Written exercise:
Scale the listing from its first line through the line containing "[286,134,361,336]", both ends included. Reproduce every line, locate requests too, but multiply each bounding-box coordinate in the answers by 2.1 and round to a whole number, with halves rounded up.

Begin Task material

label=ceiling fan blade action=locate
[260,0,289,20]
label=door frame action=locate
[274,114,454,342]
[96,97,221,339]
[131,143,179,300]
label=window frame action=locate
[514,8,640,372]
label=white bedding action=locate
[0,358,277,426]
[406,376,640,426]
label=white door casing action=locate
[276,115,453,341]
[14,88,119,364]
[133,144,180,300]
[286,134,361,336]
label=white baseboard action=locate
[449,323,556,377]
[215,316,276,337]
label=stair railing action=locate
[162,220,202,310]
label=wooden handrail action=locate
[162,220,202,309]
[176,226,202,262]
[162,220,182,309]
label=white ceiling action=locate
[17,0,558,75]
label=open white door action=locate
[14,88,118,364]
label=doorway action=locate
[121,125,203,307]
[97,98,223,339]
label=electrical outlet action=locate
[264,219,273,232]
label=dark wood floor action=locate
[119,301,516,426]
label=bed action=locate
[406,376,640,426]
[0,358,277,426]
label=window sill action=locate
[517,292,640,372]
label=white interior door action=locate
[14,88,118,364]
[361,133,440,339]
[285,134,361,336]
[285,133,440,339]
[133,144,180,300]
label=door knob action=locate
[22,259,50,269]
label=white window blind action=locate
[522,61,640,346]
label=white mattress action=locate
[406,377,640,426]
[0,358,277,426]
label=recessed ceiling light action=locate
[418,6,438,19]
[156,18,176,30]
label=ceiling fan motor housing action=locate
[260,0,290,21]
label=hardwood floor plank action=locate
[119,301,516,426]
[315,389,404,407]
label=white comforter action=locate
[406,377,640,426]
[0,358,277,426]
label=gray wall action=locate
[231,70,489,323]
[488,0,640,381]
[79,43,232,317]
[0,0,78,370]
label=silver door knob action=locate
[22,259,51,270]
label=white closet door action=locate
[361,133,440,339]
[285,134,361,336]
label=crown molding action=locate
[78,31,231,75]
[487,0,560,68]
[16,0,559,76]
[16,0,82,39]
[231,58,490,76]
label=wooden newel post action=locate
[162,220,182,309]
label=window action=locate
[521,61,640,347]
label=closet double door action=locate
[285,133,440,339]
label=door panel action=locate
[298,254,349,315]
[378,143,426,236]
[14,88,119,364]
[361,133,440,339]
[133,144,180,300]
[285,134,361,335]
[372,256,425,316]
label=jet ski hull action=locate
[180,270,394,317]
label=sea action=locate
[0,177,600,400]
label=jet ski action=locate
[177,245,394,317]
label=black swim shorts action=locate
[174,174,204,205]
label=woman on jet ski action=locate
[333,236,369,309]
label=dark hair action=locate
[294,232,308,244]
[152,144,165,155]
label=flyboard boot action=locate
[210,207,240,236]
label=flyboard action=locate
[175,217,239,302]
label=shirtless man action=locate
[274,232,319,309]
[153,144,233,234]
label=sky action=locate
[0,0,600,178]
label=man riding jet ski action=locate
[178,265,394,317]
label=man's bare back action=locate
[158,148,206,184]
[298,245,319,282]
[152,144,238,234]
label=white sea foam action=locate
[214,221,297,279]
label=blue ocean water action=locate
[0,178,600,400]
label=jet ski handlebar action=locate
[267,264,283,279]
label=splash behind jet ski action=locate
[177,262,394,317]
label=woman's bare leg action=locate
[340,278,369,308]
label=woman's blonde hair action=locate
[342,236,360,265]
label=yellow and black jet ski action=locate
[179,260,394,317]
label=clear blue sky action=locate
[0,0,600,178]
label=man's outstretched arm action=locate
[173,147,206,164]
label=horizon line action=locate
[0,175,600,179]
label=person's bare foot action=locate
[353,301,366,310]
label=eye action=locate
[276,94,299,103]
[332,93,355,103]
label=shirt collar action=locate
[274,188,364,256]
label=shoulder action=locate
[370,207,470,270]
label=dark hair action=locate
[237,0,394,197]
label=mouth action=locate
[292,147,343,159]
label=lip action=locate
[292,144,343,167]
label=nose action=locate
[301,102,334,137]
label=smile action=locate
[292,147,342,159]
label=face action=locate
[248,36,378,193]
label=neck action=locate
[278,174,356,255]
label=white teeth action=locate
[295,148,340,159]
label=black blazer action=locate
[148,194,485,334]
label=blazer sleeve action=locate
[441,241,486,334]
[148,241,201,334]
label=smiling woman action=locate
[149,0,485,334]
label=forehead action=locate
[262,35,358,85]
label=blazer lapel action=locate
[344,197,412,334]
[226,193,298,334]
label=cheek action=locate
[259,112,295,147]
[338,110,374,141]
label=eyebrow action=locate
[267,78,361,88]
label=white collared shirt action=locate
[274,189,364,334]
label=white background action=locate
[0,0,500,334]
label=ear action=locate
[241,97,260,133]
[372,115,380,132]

End Task material

Final answer:
label=ceiling fan blade action=locate
[546,0,607,42]
label=door frame action=locate
[575,239,953,718]
[202,204,464,712]
[275,300,376,630]
label=window frame action=locate
[1079,17,1344,781]
label=white bedding action=locate
[0,752,582,895]
[853,790,1344,895]
label=white door casing action=locate
[580,242,951,716]
[29,185,250,764]
[279,302,378,630]
[601,281,758,706]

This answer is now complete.